Recent votes in the Israeli parliament have removed the final legislative barriers to Prime Minister Ariel Sharon's plans to withdraw soldiers and Jewish settlers from the Gaza Strip and a small portion of the West Bank. Political analysts say a successful Israeli pullout combined with a continued commitment by Palestinian leaders to democratic elections and political reform could revive the peace process and help spread democracy in the greater Middle East.

The Israeli government has given about 8,500 Jewish settlers in Gaza until late July to leave voluntarily in exchange for compensation payments.

After that deadline, thousands of soldiers and police are expected to move in and remove the remaining settlers by force.

Dismantling the settlements is considered a major challenge because it sets the stage for Jews evacuating Jews from territory some consider part of the biblical land of Israel.

George W. Bush
President Bush supports the withdrawal plan and sees it as a step toward a lasting peace and an end to years of violence.

"Israel must withdraw from the settlements," the president said. "There must be contiguous territory into which a Palestinian state can grow. The Palestinians for their part must continue to work hard to fight any terrorist activities within the territories, and the Arab world must continue to work together to help Palestine build the necessary structures for democracy."

Earlier this year Palestinians elected Mahmoud Abbas as President and will choose members of a new parliament in July.

A former U.S. Ambassador to Israel, Martin Indyk, says elections in the West Bank and Gaza are setting a good example for other countries in the region.

"If you want to promote democracy in the Middle East a very good place to start is in Palestine, not just because they do have a robust civil society and because in the years of kleptocratic rule, tyrannical rule by Yasser Arafat, they have come to want representative government and accountable government," he said. "During all those years of Israeli occupation they learned about democracy, they have learned about the value of an independent judiciary because they can appeal to the Israeli Supreme Court to constrain the policies of the Israeli government."

Tamara Wittes is a specialist on political and economic reform in the Arab world with the Saban Center for Middle East Policy at the Brookings Institution.

Ms. Wittes says Arab countries are closely watching the democratic process unfold in the Palestinian territories.

"The fact that the Palestinians were able to have meaningful elections, that they are going to be having more over the coming months, that they are struggling with the issues of corruption, the role of the security services, one party domination of politics, this has clear resonance for people elsewhere in the region," she said.

GIVEN EXERCISE 1: Count the lines in the entries that contain the string "shorts", treating uppercase and lowercase as different, and give only the number.
GIVEN EXERCISE 2: Continue the news piece on Israel's planned Gaza pullout from the point where it stops.
The news piece and the entries after it come from unrelated sources.

INPUT FOR THIS TASK:

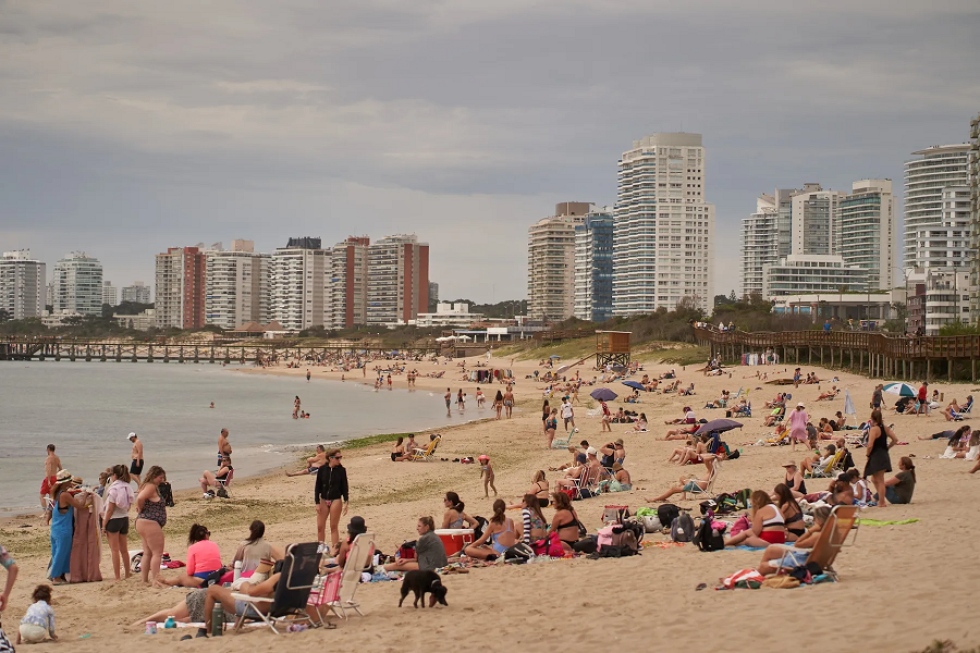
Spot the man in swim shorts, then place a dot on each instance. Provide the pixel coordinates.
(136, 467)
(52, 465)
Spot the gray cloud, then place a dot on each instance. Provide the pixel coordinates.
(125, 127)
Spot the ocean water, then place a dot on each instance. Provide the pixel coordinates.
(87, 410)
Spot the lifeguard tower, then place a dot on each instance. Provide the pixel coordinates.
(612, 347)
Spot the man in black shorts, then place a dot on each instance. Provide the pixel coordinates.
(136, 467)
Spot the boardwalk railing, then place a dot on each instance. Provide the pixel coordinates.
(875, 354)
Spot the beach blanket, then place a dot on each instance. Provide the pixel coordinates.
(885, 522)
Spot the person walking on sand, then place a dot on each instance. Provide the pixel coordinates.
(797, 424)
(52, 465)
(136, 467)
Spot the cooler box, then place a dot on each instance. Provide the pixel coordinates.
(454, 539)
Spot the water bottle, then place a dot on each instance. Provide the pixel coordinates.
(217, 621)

==

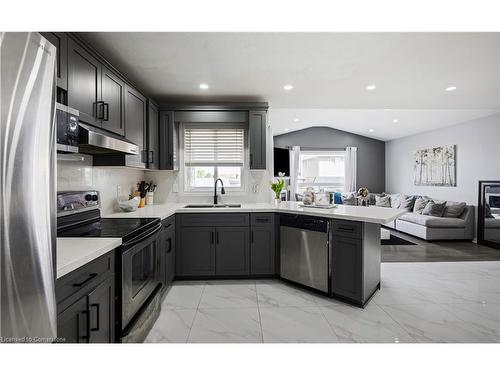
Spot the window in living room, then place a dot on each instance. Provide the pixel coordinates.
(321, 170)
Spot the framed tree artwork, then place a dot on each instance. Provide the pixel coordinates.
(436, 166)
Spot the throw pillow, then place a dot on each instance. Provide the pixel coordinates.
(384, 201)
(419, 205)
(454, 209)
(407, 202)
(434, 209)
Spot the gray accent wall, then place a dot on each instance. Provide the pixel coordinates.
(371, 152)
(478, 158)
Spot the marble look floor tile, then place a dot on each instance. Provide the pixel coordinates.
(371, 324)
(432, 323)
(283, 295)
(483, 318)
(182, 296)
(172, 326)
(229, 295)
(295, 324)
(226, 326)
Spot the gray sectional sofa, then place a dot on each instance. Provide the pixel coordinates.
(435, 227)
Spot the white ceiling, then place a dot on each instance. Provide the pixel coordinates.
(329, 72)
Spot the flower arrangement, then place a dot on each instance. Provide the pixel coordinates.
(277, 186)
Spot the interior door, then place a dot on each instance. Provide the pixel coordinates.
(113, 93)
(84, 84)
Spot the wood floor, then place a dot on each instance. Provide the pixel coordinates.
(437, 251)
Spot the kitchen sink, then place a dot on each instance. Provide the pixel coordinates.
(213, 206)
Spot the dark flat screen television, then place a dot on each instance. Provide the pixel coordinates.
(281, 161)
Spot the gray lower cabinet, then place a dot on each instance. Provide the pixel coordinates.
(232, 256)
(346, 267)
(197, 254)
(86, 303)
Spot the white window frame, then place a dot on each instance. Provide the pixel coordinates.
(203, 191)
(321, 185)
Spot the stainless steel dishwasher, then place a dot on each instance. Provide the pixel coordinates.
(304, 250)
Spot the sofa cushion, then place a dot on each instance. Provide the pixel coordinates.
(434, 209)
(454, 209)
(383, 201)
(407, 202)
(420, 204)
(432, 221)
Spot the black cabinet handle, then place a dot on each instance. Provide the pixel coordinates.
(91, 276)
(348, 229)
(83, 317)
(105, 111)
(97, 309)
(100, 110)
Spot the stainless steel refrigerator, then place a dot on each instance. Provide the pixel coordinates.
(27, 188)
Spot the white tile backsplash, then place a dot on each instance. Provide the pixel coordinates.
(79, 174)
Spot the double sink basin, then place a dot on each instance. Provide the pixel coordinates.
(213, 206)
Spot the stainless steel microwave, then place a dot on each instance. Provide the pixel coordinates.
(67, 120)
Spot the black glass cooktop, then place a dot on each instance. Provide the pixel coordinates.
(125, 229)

...

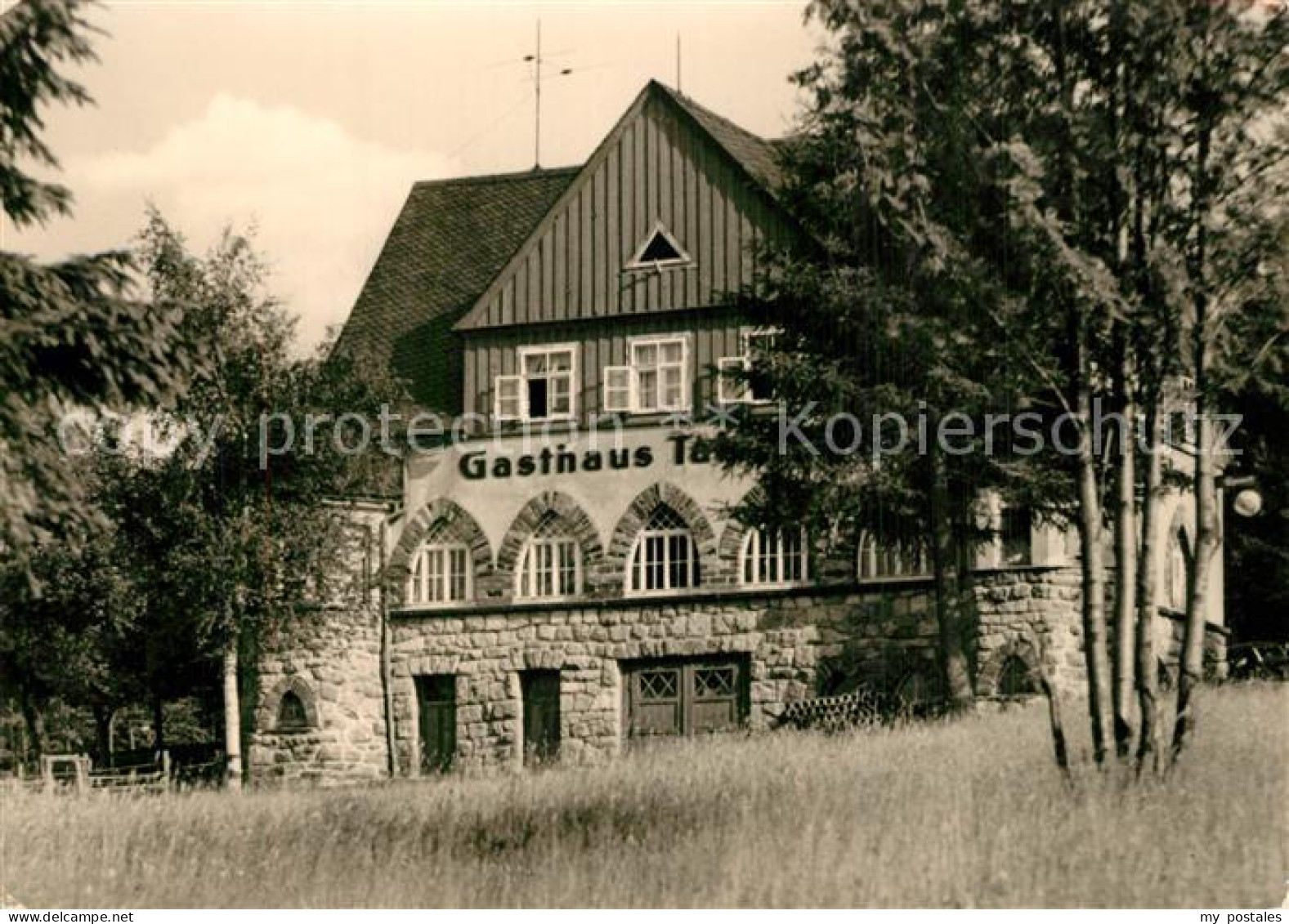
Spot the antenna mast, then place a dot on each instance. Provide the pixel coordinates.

WRITTEN ANSWER 1: 2

WRITTEN ANSWER 2:
Shibley Telhami is the Anwar Sadat Professor for Peace at the University of Maryland and frequently conducts surveys of Arab attitudes in the Middle East.

Mr. Telhami says progress on the Arab-Israeli conflict will go a long way in advancing U.S. policy and priorities in the region.

"While the question of terrorism is our prism of pain in relation to the region, the question that we would like the region to focus on, we must recognize they have their own prism of pain and that terrorism is not their prism of pain," said Shibley Telhami. "It is clear that they see the United States and they evaluate the United States, largely in relation to policy questions that matter to them, above all the Arab-Israeli issue."

Former U.S. Ambassador to Israel, Martin Indyk, says the Bush administration needs to strengthen efforts to seek support for Palestinian reform among Arab countries.

Mr. Indyk says the administration should appoint an envoy to oversee efforts to bring about change in the Israeli-Palestinian relationship.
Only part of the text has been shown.